• _REQUIRED WORK_: Pick out every line in the listing below that contains the word "white", and copy each of those lines unchanged.

• _EXTRACTED ENTRIES_:
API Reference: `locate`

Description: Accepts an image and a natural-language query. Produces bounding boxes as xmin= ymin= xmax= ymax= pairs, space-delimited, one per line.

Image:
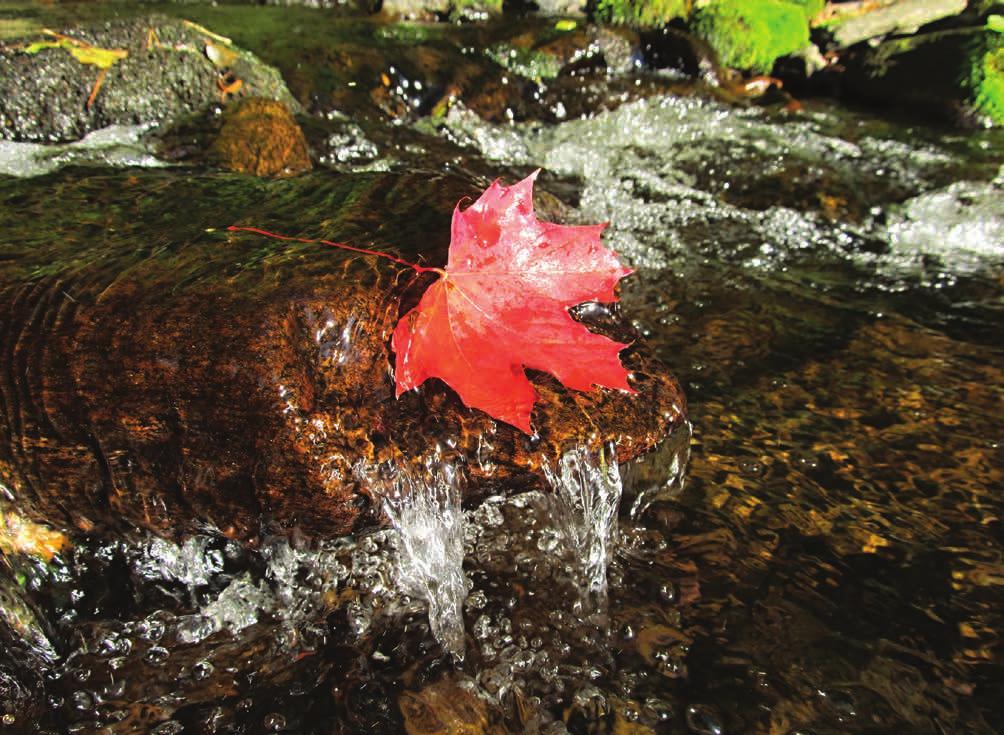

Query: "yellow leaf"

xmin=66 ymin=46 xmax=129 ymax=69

...

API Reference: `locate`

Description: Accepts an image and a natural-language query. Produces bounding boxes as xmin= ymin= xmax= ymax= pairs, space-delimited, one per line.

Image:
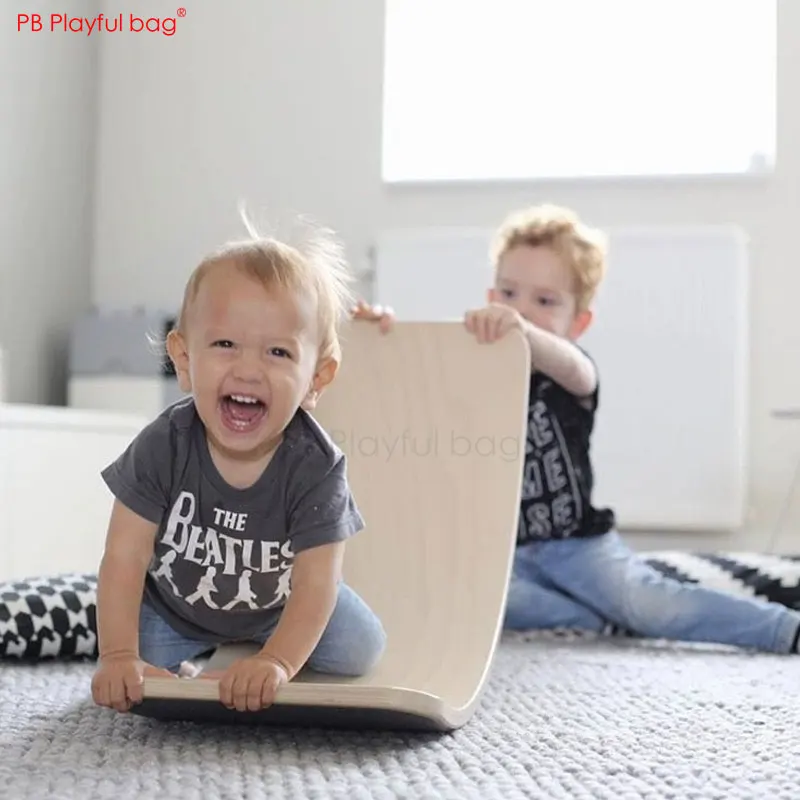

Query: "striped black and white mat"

* * *

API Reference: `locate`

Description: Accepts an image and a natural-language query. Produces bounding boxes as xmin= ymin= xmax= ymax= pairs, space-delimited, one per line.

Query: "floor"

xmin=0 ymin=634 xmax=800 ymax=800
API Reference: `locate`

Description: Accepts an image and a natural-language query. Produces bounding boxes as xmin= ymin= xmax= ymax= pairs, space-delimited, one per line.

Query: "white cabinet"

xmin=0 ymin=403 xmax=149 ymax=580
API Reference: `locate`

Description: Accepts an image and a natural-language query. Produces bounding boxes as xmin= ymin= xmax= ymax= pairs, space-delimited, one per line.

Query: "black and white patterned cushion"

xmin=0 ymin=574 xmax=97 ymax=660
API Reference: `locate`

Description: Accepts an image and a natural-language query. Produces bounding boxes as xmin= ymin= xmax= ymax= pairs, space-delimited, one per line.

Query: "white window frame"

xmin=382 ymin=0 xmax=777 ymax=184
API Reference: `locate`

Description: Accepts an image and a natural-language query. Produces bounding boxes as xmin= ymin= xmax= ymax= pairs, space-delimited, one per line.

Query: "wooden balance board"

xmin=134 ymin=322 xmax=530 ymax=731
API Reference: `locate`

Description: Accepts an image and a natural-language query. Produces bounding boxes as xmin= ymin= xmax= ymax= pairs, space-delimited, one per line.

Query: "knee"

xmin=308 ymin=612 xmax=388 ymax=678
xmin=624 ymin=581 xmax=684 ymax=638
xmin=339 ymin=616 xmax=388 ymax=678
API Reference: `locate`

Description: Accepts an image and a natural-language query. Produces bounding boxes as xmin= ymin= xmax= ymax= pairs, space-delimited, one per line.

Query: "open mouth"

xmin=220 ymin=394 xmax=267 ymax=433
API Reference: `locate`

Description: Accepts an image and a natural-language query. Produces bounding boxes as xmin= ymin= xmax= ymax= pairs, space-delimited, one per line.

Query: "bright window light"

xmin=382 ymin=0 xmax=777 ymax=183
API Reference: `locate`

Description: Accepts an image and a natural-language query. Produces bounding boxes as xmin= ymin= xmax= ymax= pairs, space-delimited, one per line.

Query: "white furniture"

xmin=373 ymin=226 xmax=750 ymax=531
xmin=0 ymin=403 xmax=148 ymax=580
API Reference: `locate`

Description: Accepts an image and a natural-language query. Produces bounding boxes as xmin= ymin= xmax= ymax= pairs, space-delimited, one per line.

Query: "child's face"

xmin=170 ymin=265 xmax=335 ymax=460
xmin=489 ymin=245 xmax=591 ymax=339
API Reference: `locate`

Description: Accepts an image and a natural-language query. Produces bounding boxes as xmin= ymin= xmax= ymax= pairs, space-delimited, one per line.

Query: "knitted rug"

• _COMPLETE ANSWER_:
Query: "striped black and white mat"
Query: "white cabinet"
Query: "black and white patterned cushion"
Query: "white window frame"
Query: "white furniture"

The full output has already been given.